▶ _GOAL OF THE EXERCISE_
Produce a verbatim copy of the entries listed below.

(Stored items)

** BEGIN **

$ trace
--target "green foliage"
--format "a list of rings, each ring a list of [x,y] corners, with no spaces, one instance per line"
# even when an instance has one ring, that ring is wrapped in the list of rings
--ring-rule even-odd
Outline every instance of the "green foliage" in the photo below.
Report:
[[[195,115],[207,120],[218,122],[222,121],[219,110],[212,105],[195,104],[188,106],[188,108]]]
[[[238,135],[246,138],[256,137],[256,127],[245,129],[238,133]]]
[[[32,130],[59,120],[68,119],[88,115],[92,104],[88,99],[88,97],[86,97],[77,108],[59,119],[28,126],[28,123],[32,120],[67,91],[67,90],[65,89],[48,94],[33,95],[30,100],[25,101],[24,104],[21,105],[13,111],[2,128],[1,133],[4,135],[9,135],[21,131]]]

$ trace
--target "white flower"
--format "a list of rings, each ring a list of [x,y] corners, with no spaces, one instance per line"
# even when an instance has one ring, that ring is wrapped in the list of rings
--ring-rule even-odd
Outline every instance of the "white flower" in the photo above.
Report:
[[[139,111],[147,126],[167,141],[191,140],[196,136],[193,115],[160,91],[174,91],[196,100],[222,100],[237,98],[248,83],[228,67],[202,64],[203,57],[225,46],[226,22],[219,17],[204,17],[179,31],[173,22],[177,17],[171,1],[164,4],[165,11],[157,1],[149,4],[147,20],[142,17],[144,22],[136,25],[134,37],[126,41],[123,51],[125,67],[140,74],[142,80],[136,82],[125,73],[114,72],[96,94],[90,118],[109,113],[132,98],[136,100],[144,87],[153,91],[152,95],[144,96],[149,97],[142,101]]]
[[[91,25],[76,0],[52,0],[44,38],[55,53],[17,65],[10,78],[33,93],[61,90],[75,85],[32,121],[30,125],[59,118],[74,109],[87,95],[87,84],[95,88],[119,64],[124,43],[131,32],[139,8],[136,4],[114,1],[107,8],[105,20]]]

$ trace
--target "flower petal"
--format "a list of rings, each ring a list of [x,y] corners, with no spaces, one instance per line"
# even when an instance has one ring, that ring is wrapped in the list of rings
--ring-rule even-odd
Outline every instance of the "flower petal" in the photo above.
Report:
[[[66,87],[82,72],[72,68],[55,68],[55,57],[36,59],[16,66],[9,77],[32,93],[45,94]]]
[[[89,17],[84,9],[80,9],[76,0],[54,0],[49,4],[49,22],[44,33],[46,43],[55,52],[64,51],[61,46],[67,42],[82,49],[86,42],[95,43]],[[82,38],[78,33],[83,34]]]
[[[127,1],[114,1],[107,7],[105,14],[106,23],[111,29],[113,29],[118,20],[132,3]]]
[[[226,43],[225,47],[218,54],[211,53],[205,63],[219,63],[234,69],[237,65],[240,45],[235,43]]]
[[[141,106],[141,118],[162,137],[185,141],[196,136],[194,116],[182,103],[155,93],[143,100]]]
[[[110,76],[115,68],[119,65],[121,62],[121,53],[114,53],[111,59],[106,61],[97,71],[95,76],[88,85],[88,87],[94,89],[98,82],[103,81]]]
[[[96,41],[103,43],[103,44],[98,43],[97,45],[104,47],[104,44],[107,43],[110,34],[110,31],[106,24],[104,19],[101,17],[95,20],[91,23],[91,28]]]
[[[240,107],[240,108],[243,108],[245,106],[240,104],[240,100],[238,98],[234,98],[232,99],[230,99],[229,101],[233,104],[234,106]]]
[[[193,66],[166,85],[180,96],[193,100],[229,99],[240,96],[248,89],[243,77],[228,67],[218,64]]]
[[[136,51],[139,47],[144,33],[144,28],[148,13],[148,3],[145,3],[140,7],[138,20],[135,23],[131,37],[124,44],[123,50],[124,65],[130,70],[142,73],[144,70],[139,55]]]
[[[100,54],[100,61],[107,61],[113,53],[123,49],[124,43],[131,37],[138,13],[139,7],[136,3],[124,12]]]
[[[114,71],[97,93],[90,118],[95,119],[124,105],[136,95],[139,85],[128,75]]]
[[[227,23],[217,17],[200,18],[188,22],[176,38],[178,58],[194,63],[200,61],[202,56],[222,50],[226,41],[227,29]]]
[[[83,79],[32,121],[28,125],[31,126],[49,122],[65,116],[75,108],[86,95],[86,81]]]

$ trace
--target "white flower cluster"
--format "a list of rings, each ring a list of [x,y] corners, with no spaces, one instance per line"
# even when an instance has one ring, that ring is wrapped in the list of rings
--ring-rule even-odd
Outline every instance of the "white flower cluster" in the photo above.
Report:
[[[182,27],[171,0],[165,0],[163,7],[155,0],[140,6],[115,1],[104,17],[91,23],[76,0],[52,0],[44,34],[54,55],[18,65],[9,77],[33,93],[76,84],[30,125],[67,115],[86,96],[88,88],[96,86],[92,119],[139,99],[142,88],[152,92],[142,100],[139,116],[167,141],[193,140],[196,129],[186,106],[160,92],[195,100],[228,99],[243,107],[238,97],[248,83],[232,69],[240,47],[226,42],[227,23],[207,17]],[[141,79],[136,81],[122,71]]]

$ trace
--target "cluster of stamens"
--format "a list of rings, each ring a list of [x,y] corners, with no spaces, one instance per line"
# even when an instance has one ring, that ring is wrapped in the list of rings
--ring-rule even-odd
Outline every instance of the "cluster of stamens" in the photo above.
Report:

** END **

▶ _WRITTEN RESPONSE_
$ trace
--target "green foliage"
--format "a list of rings, each ring a list of [x,y] corners, with no spaces, one instance per line"
# even when an instance has one ring, that ring is wrapped in the list of rings
--ring-rule even-odd
Outline every instance of the "green foliage" in the photo below.
Report:
[[[195,115],[207,120],[218,122],[222,121],[219,110],[212,105],[195,104],[188,106],[188,108]]]
[[[238,135],[246,138],[256,137],[256,127],[245,129],[238,133]]]
[[[32,130],[59,120],[68,119],[88,115],[92,104],[88,99],[88,97],[86,97],[77,108],[59,119],[28,126],[28,123],[32,120],[67,91],[67,90],[65,89],[48,94],[33,95],[30,100],[25,101],[24,104],[21,105],[13,111],[2,128],[1,133],[4,135],[9,135],[21,131]]]

$ trace
--target "white flower"
--format "a list of rings, each ring a list of [x,y] corners, with no spaces, one instance per line"
# even when an instance has one ring, that ring is wrapped in the list of rings
--ring-rule even-odd
Outline every instance of the "white flower" in the photo above.
Report:
[[[139,111],[147,126],[167,141],[191,140],[196,136],[193,115],[160,91],[174,91],[196,100],[222,100],[237,98],[248,83],[228,67],[202,64],[203,57],[225,46],[226,22],[219,17],[204,17],[179,31],[173,22],[177,17],[171,1],[164,4],[165,11],[157,1],[149,4],[147,20],[142,17],[144,22],[136,25],[134,37],[126,41],[123,51],[125,67],[140,74],[142,80],[136,82],[125,73],[114,72],[96,94],[90,118],[109,113],[132,98],[136,100],[144,87],[153,91],[152,95],[144,96],[149,97],[142,101]]]
[[[91,25],[76,0],[52,0],[44,38],[55,53],[17,65],[10,78],[33,93],[61,90],[75,85],[32,121],[30,125],[59,118],[74,109],[87,95],[87,84],[95,88],[119,64],[124,43],[131,32],[139,8],[136,4],[114,1],[107,8],[105,20]]]

$ trace
--target "flower petal"
--format "a list of rings, each ring a list of [x,y] corners, with no spaces, one instance per line"
# even when an instance has one ring, that ring is wrapped in the list of rings
--ring-rule even-odd
Outline every instance of the "flower petal" in the photo above.
Report:
[[[66,87],[82,72],[72,68],[55,68],[55,57],[36,59],[16,66],[9,77],[32,93],[45,94]]]
[[[89,17],[84,9],[80,9],[76,0],[54,0],[49,4],[49,22],[44,33],[46,43],[55,52],[64,51],[61,46],[67,42],[82,49],[86,42],[95,43]],[[82,38],[78,33],[83,34]]]
[[[127,1],[114,1],[107,7],[105,14],[106,23],[111,29],[113,29],[118,20],[132,3]]]
[[[226,43],[225,47],[218,54],[211,53],[205,63],[219,63],[234,69],[237,65],[240,45],[235,43]]]
[[[141,106],[141,118],[162,137],[185,141],[196,136],[194,116],[182,103],[155,93],[143,100]]]
[[[110,76],[115,68],[119,65],[121,62],[121,53],[114,53],[111,59],[106,61],[97,71],[95,76],[88,85],[88,87],[94,89],[98,82],[103,81]]]
[[[96,41],[103,43],[103,44],[98,43],[97,45],[104,47],[104,44],[107,43],[110,34],[110,31],[106,24],[104,19],[101,17],[95,20],[91,23],[91,28]]]
[[[240,107],[240,108],[243,108],[245,106],[240,104],[240,100],[238,98],[234,98],[232,99],[230,99],[229,101],[233,104],[234,106]]]
[[[193,66],[166,85],[180,96],[193,100],[229,99],[240,96],[248,89],[243,77],[228,67],[218,64]]]
[[[136,51],[139,47],[144,33],[144,28],[148,13],[148,3],[145,3],[140,7],[138,20],[135,23],[131,37],[124,44],[123,50],[124,65],[130,70],[142,73],[144,70],[139,55]]]
[[[100,54],[100,61],[107,61],[113,53],[123,49],[124,43],[131,37],[138,13],[139,7],[136,3],[124,12]]]
[[[114,71],[97,93],[90,118],[95,119],[124,105],[136,95],[139,85],[128,75]]]
[[[227,23],[217,17],[200,18],[188,22],[176,38],[178,58],[194,63],[200,61],[202,56],[222,50],[226,41],[227,29]]]
[[[83,79],[32,121],[28,125],[31,126],[49,122],[65,116],[75,108],[86,95],[86,81]]]

$ trace
--target "white flower cluster"
--format "a list of rings, each ring a list of [x,y] corners, with no spaces, one instance per line"
# even when an instance has one ring, that ring is wrapped in the list of rings
--ring-rule even-odd
Outline every instance of the "white flower cluster" in the photo above.
Report:
[[[182,27],[171,0],[165,0],[163,7],[155,0],[140,6],[115,1],[104,17],[91,23],[76,0],[52,0],[44,34],[54,55],[18,65],[9,77],[33,93],[76,84],[30,125],[67,115],[86,96],[88,88],[96,86],[92,119],[139,99],[142,88],[152,92],[142,100],[139,116],[167,141],[193,140],[196,129],[186,106],[160,92],[195,100],[228,99],[243,107],[238,97],[248,83],[232,69],[240,47],[226,42],[227,23],[207,17]],[[141,79],[136,81],[122,71]]]

$ trace
--target "cluster of stamens"
--format "a list of rings, each ring a list of [x,y] corners, with no spaces, one instance per line"
# even when an instance has one ring, that ring is wrapped in the list of rings
--ring-rule even-odd
Outline every instance of the "cluster of stamens" in the photo above.
Report:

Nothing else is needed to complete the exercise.